Task data start

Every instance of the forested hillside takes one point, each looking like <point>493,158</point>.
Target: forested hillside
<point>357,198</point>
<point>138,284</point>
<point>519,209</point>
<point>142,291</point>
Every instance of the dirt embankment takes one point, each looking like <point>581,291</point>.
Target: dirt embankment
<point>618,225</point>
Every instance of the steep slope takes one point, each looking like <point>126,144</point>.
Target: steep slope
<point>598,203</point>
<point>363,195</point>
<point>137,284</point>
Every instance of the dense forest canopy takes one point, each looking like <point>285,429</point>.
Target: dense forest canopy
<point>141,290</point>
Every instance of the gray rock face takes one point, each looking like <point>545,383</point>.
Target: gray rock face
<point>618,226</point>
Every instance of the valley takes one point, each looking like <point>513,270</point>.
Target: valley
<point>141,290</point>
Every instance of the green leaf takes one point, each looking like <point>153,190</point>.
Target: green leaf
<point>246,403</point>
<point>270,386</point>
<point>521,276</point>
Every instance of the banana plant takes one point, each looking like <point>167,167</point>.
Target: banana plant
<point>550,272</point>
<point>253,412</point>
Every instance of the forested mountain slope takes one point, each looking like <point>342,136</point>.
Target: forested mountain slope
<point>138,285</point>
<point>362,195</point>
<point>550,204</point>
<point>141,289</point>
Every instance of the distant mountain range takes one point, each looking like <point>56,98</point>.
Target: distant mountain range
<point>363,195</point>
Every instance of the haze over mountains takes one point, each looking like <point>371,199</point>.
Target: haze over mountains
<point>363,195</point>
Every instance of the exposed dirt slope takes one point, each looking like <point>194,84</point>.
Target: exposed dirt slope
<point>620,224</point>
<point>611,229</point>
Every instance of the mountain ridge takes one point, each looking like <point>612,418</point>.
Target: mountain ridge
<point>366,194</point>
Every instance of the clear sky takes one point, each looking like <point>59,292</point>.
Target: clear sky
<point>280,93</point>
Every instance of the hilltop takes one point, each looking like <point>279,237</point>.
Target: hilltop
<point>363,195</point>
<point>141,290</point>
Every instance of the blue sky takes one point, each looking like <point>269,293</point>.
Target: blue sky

Task data end

* [What to do]: Output the lines above as a numbered list, leaving out any blank lines.

* [Expected answer]:
1. Every instance of the forested hillside takes one point, each looking like <point>493,158</point>.
2. Target: forested hillside
3. <point>357,198</point>
4. <point>138,284</point>
5. <point>519,209</point>
6. <point>142,291</point>
7. Every instance of the dirt embankment takes one point, each looking like <point>581,291</point>.
8. Target: dirt embankment
9. <point>618,225</point>
10. Every instance of the steep slope takes one point, each looking like <point>126,144</point>.
11. Target: steep slope
12. <point>598,203</point>
13. <point>363,195</point>
14. <point>137,284</point>
15. Every instance of the dense forest canopy takes one point, each looking like <point>285,429</point>.
16. Target: dense forest canopy
17. <point>141,290</point>
18. Every instance of the gray rock face takes one point, each looking like <point>545,383</point>.
19. Target: gray rock face
20. <point>618,226</point>
21. Every instance of the valley takes one point, each looking like <point>513,270</point>.
22. Target: valley
23. <point>141,290</point>
24. Every instance of the green leaf takes one point, each looking like <point>153,190</point>.
25. Target: green leaf
26. <point>246,403</point>
27. <point>270,386</point>
28. <point>521,276</point>
29. Every instance of the banana plant takes one point, each looking like <point>167,167</point>.
30. Target: banana plant
31. <point>550,272</point>
32. <point>253,412</point>
33. Every instance of the forested mountain slope takes one point, each looking like <point>342,136</point>.
34. Target: forested mountain slope
35. <point>138,285</point>
36. <point>362,195</point>
37. <point>550,204</point>
38. <point>141,289</point>
39. Every instance of the distant mountain range takes one point, each looking like <point>56,98</point>.
40. Target: distant mountain range
41. <point>363,195</point>
42. Every instance of the haze over mountains takes one point, each looking like <point>371,199</point>.
43. Target: haze over mountains
44. <point>363,195</point>
45. Every instance of the exposed dirt slope takes one point, each looking like <point>194,84</point>.
46. Target: exposed dirt slope
47. <point>620,224</point>
48. <point>611,229</point>
49. Every instance of the mountain ridge takes one point, each looking like <point>612,418</point>.
50. Target: mountain ridge
51. <point>366,194</point>
52. Every instance of the clear sky takes one point, each looking like <point>59,292</point>.
53. Target: clear sky
54. <point>280,93</point>
55. Every instance of the hilltop takes one point, each looking like <point>279,237</point>.
56. Target: hilltop
57. <point>363,195</point>
58. <point>141,290</point>
59. Every instance of the blue sky takes one point, each looking like <point>269,293</point>.
60. Target: blue sky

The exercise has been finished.